QUOTED PASSAGE:
She found Hendrickson and says if it wasn’t for her, she wouldn’t have survived her son’s death. 

"If it wasn’t for Karen, I’d be with Brayden. This knocked me,” she says. "Karen provided not only the gap that was completely missing but the emotional part.”

Her death doula provided constant support, any time of the day, something she felt was lacking during her son's treatment and death. 

"There wasn't any fear in my heart. I knew I wasn’t alone. She is necessary. She is essential.” 

Steele describes her experience with the death doula as informative and supportive. Hendrickson also made her son comfortable. 

“He was scared, he had fears,” she says. "She was diligent, loving, compassionate, honest, kind, truthful and very, very in-tune.”

On Dec. 23, 2020, when his time came to pass, Steele used what Hendrickson taught her to process her son's death. 

“She set my heart to some kind of ease. I saw my boy's passing through,” says Steele.

The next day, Hendrickson brought Steele a transcription of a conversation she had with Brayden that he wanted her to have once he died. 

"Which nurse would have done that for me?” 


Hendrickson strongly believes everyone's death belongs to the individual and they have a choice in how it happens. 

"I think society as a whole is recognizing that our health-care system has gaps... so how do we fill those in a way that really holistically takes care of the emotions of the people?” she says.

[Dataset entries]
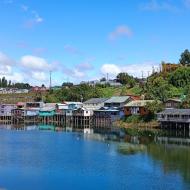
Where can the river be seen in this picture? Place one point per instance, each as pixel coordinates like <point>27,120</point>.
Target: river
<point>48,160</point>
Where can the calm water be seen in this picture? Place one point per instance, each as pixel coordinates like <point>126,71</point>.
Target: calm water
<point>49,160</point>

==

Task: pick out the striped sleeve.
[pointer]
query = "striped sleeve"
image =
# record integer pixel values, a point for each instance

---

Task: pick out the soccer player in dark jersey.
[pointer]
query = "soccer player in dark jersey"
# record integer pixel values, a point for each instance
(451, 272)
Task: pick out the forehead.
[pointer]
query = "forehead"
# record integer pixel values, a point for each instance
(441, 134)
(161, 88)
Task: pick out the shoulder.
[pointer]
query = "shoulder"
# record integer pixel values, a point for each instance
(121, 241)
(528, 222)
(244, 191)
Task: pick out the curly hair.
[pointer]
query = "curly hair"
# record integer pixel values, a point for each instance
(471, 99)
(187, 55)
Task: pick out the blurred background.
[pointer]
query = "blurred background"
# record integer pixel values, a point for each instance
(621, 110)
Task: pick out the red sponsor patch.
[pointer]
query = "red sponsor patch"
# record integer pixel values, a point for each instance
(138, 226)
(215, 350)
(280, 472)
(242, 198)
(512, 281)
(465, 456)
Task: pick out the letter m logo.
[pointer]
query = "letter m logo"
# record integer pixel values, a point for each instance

EXERCISE AIM:
Proceed with the article about Karen Hendrickson's work as a death doula, picking up after its final sentence. The dataset entries are not needed for this.

ANSWER FOR THE TASK:
Through COVID-19, people are more aware of their own mortality and death, she added.

“It is a reality that we do die and how can we find ways to embrace that and prepare for it?” 

Franchi believes her profession should be covered under provincial health insurance.

"We would like death doulas to be covered under medical care in each of the provinces in the country because we believe that this service, non-medical service, is a benefit to palliative services, to medical services,” she says.

Glacier Media asked the Ministry of Health if death doulas would be considered under B.C.'s Medical Services Plan, and was told it's not being considered as it's not “medically necessary.”

In a written statement, a ministry spokesperson said "MSP covers the cost of medically necessary insured doctor services.”

"However, we offer many supportive and compassionate end-of-life services that focus on comfort, quality of life, respect for personal health-care treatment decisions, support for the family and the psychological, cultural and spiritual concerns of dying people and their families.”

Adding, these services include care coordination and consultation, pain and symptom management, community nursing services, community rehabilitation services, home support, respite for caregivers and hospice care. 

"Advanced-care planning is also a crucial component of end-of-life planning and care,” reads the statement. "Advanced-care planning gives capable adults the opportunity to record and communicate their wishes and preferences regarding future care.”

Hendrickson is quick to point out the health-care system provides significant support and resources, but that it's taxed.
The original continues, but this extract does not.